» Set problem
Copy out all of the material below word for word, without the pictures.

─── Available data

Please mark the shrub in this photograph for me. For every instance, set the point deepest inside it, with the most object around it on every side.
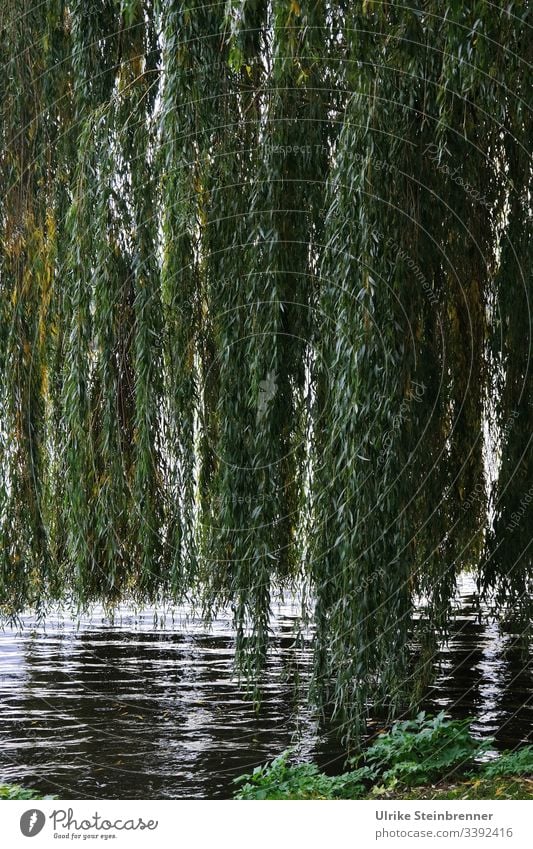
(15, 791)
(282, 780)
(519, 762)
(422, 750)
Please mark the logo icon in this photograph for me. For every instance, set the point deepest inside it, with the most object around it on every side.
(32, 822)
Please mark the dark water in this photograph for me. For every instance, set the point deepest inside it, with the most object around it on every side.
(131, 710)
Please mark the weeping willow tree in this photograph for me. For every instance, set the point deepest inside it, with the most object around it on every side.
(265, 318)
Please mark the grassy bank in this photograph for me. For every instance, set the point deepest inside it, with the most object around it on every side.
(15, 791)
(425, 758)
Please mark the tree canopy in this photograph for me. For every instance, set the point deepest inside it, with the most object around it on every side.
(265, 317)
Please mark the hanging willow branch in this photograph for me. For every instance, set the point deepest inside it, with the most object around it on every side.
(265, 289)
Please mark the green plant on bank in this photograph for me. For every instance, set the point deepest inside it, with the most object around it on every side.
(282, 780)
(417, 751)
(402, 763)
(518, 762)
(15, 791)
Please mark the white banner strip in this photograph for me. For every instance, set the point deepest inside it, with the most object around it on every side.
(264, 825)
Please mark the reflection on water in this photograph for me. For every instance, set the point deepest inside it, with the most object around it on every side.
(131, 710)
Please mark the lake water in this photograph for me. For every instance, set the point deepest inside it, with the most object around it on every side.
(132, 710)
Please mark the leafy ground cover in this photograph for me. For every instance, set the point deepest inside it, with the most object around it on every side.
(424, 758)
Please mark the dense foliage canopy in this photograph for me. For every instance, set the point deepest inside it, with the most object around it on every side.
(265, 316)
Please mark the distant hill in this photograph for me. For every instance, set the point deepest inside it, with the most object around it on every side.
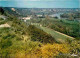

──────

» Exercise response
Please mark the shrub in this photograph for me. For every instance, set the point deepest inside it, with the most object around it on every side.
(15, 791)
(282, 780)
(519, 762)
(422, 750)
Please mark the logo icon in this photograph for me. For every instance, set the point deepest inside it, with the most object around it on every side.
(32, 822)
Please mark the dark water in this photograph for me. For every instance, set the point deepest inside it, with the most object around it on every side.
(131, 710)
Please mark the weeping willow tree in this photograph for me. For every instance, set the point deepest inside it, with the most object around it on every side.
(265, 318)
Please mark the grassy bank in this photograph for me. For every instance, set the point deepest inside it, with the most object around it on every side.
(15, 791)
(425, 758)
Please mark the tree canopy in this photograph for me. For every instance, set the point deepest inside it, with the most object around it on every side.
(265, 317)
Please mark the hanging willow branch in this photograph for me. For every instance, set the point deepest inside it, with the most object around it on every side.
(265, 289)
Please mark the green plant on bank in this photograph for me. For every instance, set the point deepest inside it, with the most object around it on every side.
(282, 780)
(417, 751)
(402, 763)
(518, 762)
(15, 791)
Please mark the white banner strip in this photograph for me. For every instance, set the point deepest inside it, with the most object around it on every side.
(264, 825)
Please mark the reflection on water in this photograph for me. For every instance, set the point deepest inside it, with the most object around it on every side.
(131, 710)
Please mark the lake water in this photograph for me. For every instance, set the point deepest inside it, with the most object around it on every side.
(132, 710)
Please mark the leafy ground cover in this photograph for me. For every instance, set the point deepest inside it, with the most object around it on every side.
(424, 758)
Please mark the dense foliage canopy in this photograph for me. For every instance, set the point deepest inside it, with the most object around it on every side.
(265, 316)
Please mark the distant hill in this photograph for me. For every instance, set the point deepest inside it, with the most object around it on every side.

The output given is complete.